§ **TASK BRIEF**: An exact copy of every record is needed.

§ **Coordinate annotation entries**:

==============================

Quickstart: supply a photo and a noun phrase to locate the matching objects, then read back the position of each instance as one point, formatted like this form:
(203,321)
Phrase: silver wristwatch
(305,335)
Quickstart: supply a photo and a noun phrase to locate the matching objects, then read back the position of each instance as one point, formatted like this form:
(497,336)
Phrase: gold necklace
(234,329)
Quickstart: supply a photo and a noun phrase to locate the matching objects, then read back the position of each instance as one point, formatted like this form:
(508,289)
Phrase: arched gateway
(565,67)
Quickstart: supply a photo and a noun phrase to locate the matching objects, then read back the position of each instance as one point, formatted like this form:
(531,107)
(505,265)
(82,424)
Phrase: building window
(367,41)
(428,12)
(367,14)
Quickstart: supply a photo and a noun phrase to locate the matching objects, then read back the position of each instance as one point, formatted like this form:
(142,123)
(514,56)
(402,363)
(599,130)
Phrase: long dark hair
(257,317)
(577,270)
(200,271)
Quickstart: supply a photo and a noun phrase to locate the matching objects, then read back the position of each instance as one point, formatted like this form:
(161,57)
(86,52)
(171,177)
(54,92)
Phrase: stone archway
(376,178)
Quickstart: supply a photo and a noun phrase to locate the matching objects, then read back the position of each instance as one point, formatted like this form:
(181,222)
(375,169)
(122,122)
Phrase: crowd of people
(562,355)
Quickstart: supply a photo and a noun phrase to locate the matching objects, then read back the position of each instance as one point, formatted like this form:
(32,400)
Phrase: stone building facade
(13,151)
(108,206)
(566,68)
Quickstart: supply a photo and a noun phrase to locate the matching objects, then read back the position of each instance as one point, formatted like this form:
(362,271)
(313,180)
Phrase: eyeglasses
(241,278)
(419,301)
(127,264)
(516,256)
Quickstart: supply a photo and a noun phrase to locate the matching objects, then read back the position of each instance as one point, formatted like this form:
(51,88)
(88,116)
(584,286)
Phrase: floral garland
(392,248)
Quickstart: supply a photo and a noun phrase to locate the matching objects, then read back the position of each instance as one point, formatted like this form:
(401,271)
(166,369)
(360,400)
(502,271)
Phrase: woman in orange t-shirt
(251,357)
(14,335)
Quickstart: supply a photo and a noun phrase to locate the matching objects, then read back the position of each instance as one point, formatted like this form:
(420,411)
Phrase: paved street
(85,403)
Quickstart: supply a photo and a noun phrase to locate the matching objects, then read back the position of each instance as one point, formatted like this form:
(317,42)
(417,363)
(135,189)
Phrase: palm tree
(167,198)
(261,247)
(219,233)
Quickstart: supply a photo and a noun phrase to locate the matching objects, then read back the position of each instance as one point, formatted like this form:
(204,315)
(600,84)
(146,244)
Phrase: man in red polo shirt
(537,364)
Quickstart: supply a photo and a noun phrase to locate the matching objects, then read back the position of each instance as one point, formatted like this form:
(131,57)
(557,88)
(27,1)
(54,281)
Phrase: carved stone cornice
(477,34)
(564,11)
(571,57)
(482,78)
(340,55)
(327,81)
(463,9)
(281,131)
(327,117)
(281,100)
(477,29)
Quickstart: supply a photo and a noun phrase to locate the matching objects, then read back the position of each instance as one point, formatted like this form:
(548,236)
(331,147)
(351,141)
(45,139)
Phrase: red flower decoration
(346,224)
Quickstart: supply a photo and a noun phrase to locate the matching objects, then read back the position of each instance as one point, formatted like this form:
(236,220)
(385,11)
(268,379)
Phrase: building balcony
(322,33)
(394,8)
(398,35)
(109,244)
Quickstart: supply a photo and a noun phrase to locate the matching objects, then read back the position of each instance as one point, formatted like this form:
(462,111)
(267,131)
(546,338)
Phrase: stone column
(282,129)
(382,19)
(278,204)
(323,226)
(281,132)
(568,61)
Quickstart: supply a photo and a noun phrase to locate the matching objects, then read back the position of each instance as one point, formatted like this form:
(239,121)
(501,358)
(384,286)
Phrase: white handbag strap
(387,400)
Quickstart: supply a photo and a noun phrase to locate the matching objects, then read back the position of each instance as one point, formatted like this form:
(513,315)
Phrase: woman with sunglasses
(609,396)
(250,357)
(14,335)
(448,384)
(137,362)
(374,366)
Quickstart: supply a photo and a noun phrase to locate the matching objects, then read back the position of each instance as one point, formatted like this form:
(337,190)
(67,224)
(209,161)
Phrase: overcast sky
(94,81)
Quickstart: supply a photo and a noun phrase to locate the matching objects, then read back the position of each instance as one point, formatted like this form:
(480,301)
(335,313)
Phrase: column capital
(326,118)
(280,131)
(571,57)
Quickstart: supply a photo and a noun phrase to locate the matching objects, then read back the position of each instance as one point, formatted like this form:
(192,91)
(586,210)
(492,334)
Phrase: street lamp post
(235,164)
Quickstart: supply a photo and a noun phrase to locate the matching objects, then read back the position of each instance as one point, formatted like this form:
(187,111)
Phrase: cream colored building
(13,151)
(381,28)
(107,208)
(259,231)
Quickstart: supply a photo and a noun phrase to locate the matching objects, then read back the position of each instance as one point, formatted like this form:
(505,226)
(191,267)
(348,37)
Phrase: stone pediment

==============================

§ **FULL ANSWER**:
Quickstart: supply a photo and a noun phrase to locate the matching objects, then read back the position of each instance as one point, formatted like this form:
(203,321)
Phrase: silver wristwatch
(305,335)
Quickstart: supply a photo and a noun phrase to locate the matching objects, then read back the position of each instance as one point, formatted like this form:
(497,336)
Phrase: gold necklace
(234,329)
Quickstart: supply a photo and a noun phrase to locate the matching objects, then read back the position of each instance as one point, formatted like this form:
(508,289)
Phrase: arched gateway
(565,67)
Quickstart: supply a photo and a noun phrase to locate the matching objects, then read back the position of each instance as one point, formatted like this form:
(531,107)
(505,265)
(82,424)
Phrase: building window
(367,41)
(428,12)
(367,14)
Quickstart: supply a photo and a noun phrase to locate the matching objects, then read back the position of each instance as one point, formatted like this form:
(142,123)
(514,56)
(402,363)
(599,130)
Phrase: long dark hair
(257,317)
(577,270)
(200,271)
Quickstart: supply a photo and a noun phrase to locate the matching objects, then read back the position of each instance as one point, formatted like this form:
(161,57)
(86,52)
(171,177)
(54,92)
Phrase: stone archway
(376,178)
Quickstart: supply a photo and a noun phrase to locate the matching objects, then read back the position of each instance as one point, formatted like this form:
(181,222)
(375,169)
(122,122)
Phrase: crowd of people
(562,355)
Quickstart: supply a photo and a noun phrase to locate the matching objects, then read back the position of each instance as one point, formatted like this form:
(32,400)
Phrase: stone building facade
(13,151)
(108,206)
(566,68)
Quickstart: supply a photo and a noun phrase to locate the matching objects, then read back the position of each instance as one point, formatted like this form:
(362,271)
(313,180)
Phrase: eyeglasses
(241,278)
(419,301)
(127,264)
(516,256)
Quickstart: supply a photo and a noun phrase to locate the matching objects, then read back the position of each instance as one point, formatted like this form:
(51,88)
(88,116)
(584,286)
Phrase: floral garland
(392,248)
Quickstart: supply a photo and a noun phrase to locate the matching objects, then read back the position of each instance as one point, formatted like this form:
(401,271)
(166,369)
(360,400)
(502,271)
Phrase: woman in orange t-shirt
(251,357)
(14,335)
Quickstart: supply a photo and a noun phrase to locate the matching objects, then read back the position of each instance as one point, formatted like this form:
(420,411)
Phrase: paved street
(85,403)
Quickstart: supply a photo and a noun phrase to locate the matching objects, then read back the position of each instance as one point, formatted like this form:
(317,42)
(417,363)
(135,189)
Phrase: palm tree
(167,198)
(261,247)
(219,233)
Quickstart: supply a photo and a noun phrase to locate the matching objects, then read back the position of each instance as one point, formatted like this form:
(204,315)
(600,84)
(146,244)
Phrase: man in red polo shirt
(537,364)
Quickstart: supply a photo and a noun phrase to locate the matching objects, then read back the position of each instance as one point, formatted like this form:
(131,57)
(557,88)
(27,1)
(54,281)
Phrase: carved stone cornice
(477,34)
(564,11)
(571,57)
(482,78)
(340,55)
(327,81)
(463,9)
(281,131)
(327,117)
(281,100)
(477,29)
Quickstart: supply a photo and a noun phrase to locate the matching objects, then read back the position of each instance as one point, formatted like this form:
(548,236)
(331,147)
(351,141)
(45,139)
Phrase: red flower decoration
(346,224)
Quickstart: supply a photo and a noun phrase to locate the matching objects, then read back the position of each instance as one point, formatted like this form:
(236,220)
(385,11)
(268,379)
Phrase: building balcony
(322,33)
(394,8)
(398,35)
(109,244)
Quickstart: supply a photo and a noun phrase to locate the matching objects, then read back the position of each instance as one point, formatted like this form:
(462,111)
(267,131)
(546,338)
Phrase: stone column
(282,129)
(382,19)
(278,204)
(323,226)
(281,132)
(568,61)
Quickstart: supply a photo and a noun phrase to locate the matching objects, then read back the position of each instance as one point, formatted like this form:
(239,121)
(501,358)
(384,286)
Phrase: white handbag strap
(387,400)
Quickstart: supply a photo and a noun phrase to locate the matching objects, then read back the position of each instance as one point, formatted like this form:
(513,315)
Phrase: woman with sunglasses
(609,396)
(250,357)
(14,335)
(448,384)
(137,362)
(374,366)
Quickstart: supply a photo and a noun phrase to locate the matching objects, then read back the position of each instance as one point, formatted like this form:
(337,190)
(67,224)
(209,161)
Phrase: overcast sky
(94,81)
Quickstart: supply a photo and a noun phrase to locate the matching objects, then read back the position of each instance as one point, formatted like this form:
(480,301)
(335,313)
Phrase: column capital
(326,118)
(280,131)
(571,57)
Quickstart: supply a photo and a noun phrase to locate the matching objects, then read back the position of each instance as one point, formatted like this form:
(192,91)
(586,210)
(492,334)
Phrase: street lamp post
(235,164)
Quickstart: supply a photo and a noun phrase to locate the matching objects, then read back the position of each instance as one point, formatted like this form:
(187,111)
Phrase: cream colored building
(13,151)
(381,28)
(107,208)
(259,231)
Quickstart: supply a photo and a noun phrase to locate the matching objects, then read back the position of each instance as one point, formatted like this form:
(505,226)
(191,267)
(348,37)
Phrase: stone pediment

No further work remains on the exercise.